### Problem statement
Transcribe each entry so that it matches the original exactly.

[Stored items]
——

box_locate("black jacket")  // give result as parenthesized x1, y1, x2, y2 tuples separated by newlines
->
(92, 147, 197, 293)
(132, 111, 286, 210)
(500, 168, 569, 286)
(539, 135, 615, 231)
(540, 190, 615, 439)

——

### Task answer
box_locate("black jacket")  // give result as parenthesized x1, y1, x2, y2 tuples separated by newlines
->
(92, 147, 197, 293)
(132, 111, 286, 210)
(500, 168, 569, 286)
(539, 135, 615, 231)
(540, 190, 615, 439)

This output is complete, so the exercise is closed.